TEXTAUSZUG:
◇ ◇ ◇ ◇ ◇
Flächen werden knapp

Allerdings werden rund um Wien die Flächen knapp. Felix Zekely, Geschäftsführer von OPTIN Immobilien, skizziert den ersten Ring um Wien vom Flughafen über Himberg bis Laxenburg: „Dieser Ring ist noch für Hubfunktionen tauglich, was die Entfernung zur Stadt anbelangt, um diese zu bespielen.“ Noch näher zu rücken ist natürlich besser, aber faktisch unmöglich. Das letzte große Projekt ist der City Park Vienna, der in Fertigstellung ist. „Weitere Projekte, die diesen Kriterien gerecht werden, sind nicht in Entwicklung“, so Felix Zekely.

Je näher zur Stadt, desto kleiner die Flächen

Die Last Mile von noch weiter außerhalb der Stadt zu bewältigen funktioniert nicht. Daher wird in der Stadt gesucht, um dieses Manko auszugleichen. Je näher man an die Abnehmer gelangt, desto kleinere Flächen werden benötigt. „Es gibt genug B- und C-Lagen, die verstärkt auf den Markt kommen und die sich für eine Verteilerfunktion eignen würden“, so Mario Schwaiger, Bereichsleiter Einzelhandel bei EHL Gewerbeimmobilien, über diese Möglichkeit. Das Angebot an vermietbaren Flächen ist derzeit höher als die Nachfrage, was sich auch an den allmählich steigenden Leerstandsraten in Innenstädten zeigt.
◇ ◇ ◇ ◇ ◇
VORLIEGENDE ANGABEN:
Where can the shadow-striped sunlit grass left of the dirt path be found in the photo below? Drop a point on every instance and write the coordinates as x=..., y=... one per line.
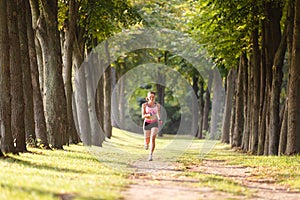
◇ ◇ ◇ ◇ ◇
GELESENES ANWENDEN:
**A)** Welches Projekt nennt der Textauszug als das letzte große Projekt?
**B)** Stimmen diese Aussagen mit dem Textauszug überein? Beantworten Sie jede mit Ja oder Nein und zitieren Sie die entscheidenden Worte.
(i) Der erste Ring um Wien reicht vom Flughafen über Himberg bis Laxenburg.
(ii) Die Nachfrage nach vermietbaren Flächen ist derzeit höher als das Angebot.
(iii) Je näher man an die Abnehmer gelangt, desto größere Flächen werden benötigt.

LÖSUNGEN:
**A)** Den City Park Vienna, der sich in Fertigstellung befindet.

**B)**
(i) Ja: „skizziert den ersten Ring um Wien vom Flughafen über Himberg bis Laxenburg“
(ii) Nein: „Das Angebot an vermietbaren Flächen ist derzeit höher als die Nachfrage“
(iii) Nein: „Je näher man an die Abnehmer gelangt, desto kleinere Flächen werden benötigt.“